→ **Tarefas solicitadas**:
[A] Extraia, sem alterações, a parte do trecho sobre o centenário do PCdoB que começa nas palavras "Leia o Vermelho" e para depois das palavras "antigo do Brasil.".
[B] Diga se cada afirmação abaixo está de acordo com o trecho sobre o centenário do PCdoB, respondendo sim ou não e citando as palavras exatas do trecho que decidem a resposta: (i) o Congresso de Fundação do Partido Comunista do Brasil ocorreu em Niterói, em 25 de março de 1922; (ii) a reunião extraordinária do Comitê Central aconteceu depois do Festival Vermelho; (iii) o apoio à candidatura de Lula foi aprovado em votação secreta.

Leia o Vermelho
Cidade recebeu reunião extraordinária do Comitê Central na data do centenário do partido mais antigo do Brasil
por André Cintra
Publicado 25/03/2022 18:39 | Editado 26/03/2022 12:41
Comitê Central do PCdoB fez uma reunião extraordinária para comemorar seu centenário l Foto: Rebeca Belchior
Cem anos depois, o PCdoB voltou, literalmente, às origens. A cidade de Niterói (RJ) – que abrigou, em 25 de março de 1922, o Congresso de Fundação do Partido Comunista do Brasil – recebeu agora a reunião extraordinária do Comitê Central. O encontro precedeu o Festival Vermelho – Florescer a Esperança e aconteceu na tarde desta sexta-feira (25), exatamente a data do centenário do partido mais antigo do Brasil.
“Há exatos cem anos, aqui onde estamos, começou a nossa jornada. Nesta bela cidade de Niterói, a ousadia da classe operária fundou o Partido Comunista do Brasil”, enfatizou a presidenta nacional do PCdoB e vice-governadora de Pernambuco, Luciana Santos. Desta vez, além das celebrações, os dirigentes aprovaram, por aclamação, o apoio do PCdoB à candidatura de Luiz Inácio Lula da Silva à Presidência da República.
“O Partido está empenhado, com os movimentos de frente ampla, na tarefa de libertar o país do governo Bolsonaro, de restaurar a democracia e promover uma reconstrução nacional. Uma reconstrução que abra perspectiva a um novo ciclo de prosperidade, desenvolvimento soberano em harmonia com a proteção do meio ambiente e de progresso social”, afirmou Luciana. “Para liderar este projeto, o PCdoB apoiará a construção da candidatura de Lula, credenciada pelo respaldo de uma frente ampla, para conquistar a maioria dos brasileiros e brasileiras, e assim disputar, vencer e governar.”

→ **Trecho dos dados**:
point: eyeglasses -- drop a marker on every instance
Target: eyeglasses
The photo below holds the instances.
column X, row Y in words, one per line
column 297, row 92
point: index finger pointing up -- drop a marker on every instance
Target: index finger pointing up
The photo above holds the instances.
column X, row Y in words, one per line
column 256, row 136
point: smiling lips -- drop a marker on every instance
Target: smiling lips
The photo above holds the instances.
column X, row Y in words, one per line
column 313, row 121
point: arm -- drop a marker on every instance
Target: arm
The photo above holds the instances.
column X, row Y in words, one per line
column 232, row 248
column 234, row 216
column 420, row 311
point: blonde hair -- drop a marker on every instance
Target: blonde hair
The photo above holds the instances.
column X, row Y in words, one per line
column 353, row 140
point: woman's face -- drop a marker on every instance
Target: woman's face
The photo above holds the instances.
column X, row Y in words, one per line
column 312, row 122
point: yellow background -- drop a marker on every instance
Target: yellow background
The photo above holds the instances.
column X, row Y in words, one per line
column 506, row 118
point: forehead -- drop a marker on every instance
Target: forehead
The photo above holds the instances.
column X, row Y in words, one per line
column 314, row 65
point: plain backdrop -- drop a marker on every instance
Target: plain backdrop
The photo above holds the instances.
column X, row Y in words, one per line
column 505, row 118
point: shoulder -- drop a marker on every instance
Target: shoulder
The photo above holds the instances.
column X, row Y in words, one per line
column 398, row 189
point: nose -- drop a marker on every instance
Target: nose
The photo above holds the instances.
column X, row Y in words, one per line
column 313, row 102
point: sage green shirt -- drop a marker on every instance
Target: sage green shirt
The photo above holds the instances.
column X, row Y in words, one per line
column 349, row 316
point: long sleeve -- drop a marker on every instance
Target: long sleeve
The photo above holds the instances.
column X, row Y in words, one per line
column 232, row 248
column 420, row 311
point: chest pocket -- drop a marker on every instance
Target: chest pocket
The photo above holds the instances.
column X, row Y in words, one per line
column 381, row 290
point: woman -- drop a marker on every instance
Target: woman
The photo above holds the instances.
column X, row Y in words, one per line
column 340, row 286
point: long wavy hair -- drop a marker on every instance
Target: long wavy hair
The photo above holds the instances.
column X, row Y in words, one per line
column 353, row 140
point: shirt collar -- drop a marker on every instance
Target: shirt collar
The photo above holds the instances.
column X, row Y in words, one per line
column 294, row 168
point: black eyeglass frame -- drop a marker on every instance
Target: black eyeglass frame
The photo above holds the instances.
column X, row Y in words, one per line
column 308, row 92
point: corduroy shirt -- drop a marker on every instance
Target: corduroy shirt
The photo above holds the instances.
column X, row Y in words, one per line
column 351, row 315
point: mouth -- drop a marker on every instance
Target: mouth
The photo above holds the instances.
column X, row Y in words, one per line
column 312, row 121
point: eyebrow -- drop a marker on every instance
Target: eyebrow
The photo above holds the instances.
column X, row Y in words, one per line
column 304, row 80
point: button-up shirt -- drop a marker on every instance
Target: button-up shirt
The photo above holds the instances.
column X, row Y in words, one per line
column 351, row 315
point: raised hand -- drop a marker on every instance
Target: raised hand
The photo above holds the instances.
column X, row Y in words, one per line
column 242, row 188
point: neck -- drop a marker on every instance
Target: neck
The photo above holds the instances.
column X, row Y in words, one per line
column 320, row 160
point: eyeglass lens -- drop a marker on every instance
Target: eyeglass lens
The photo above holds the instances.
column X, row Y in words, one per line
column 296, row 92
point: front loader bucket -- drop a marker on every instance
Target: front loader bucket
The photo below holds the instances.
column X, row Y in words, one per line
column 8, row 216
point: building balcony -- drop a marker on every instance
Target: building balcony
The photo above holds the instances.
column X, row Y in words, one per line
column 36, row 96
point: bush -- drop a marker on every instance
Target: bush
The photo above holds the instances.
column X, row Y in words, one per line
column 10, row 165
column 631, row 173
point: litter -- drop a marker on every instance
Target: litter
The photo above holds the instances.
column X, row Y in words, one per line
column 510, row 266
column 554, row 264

→ **Respostas fornecidas**:
[A]
Leia o Vermelho
Cidade recebeu reunião extraordinária do Comitê Central na data do centenário do partido mais antigo do Brasil
por André Cintra
Publicado 25/03/2022 18:39 | Editado 26/03/2022 12:41
Comitê Central do PCdoB fez uma reunião extraordinária para comemorar seu centenário l Foto: Rebeca Belchior
Cem anos depois, o PCdoB voltou, literalmente, às origens. A cidade de Niterói (RJ) – que abrigou, em 25 de março de 1922, o Congresso de Fundação do Partido Comunista do Brasil – recebeu agora a reunião extraordinária do Comitê Central. O encontro precedeu o Festival Vermelho – Florescer a Esperança e aconteceu na tarde desta sexta-feira (25), exatamente a data do centenário do partido mais antigo do Brasil.

[B]
(i) Sim: “A cidade de Niterói (RJ) – que abrigou, em 25 de março de 1922, o Congresso de Fundação do Partido Comunista do Brasil”.
(ii) Não: “O encontro precedeu o Festival Vermelho”.
(iii) Não: “os dirigentes aprovaram, por aclamação, o apoio do PCdoB à candidatura de Luiz Inácio Lula da Silva à Presidência da República”.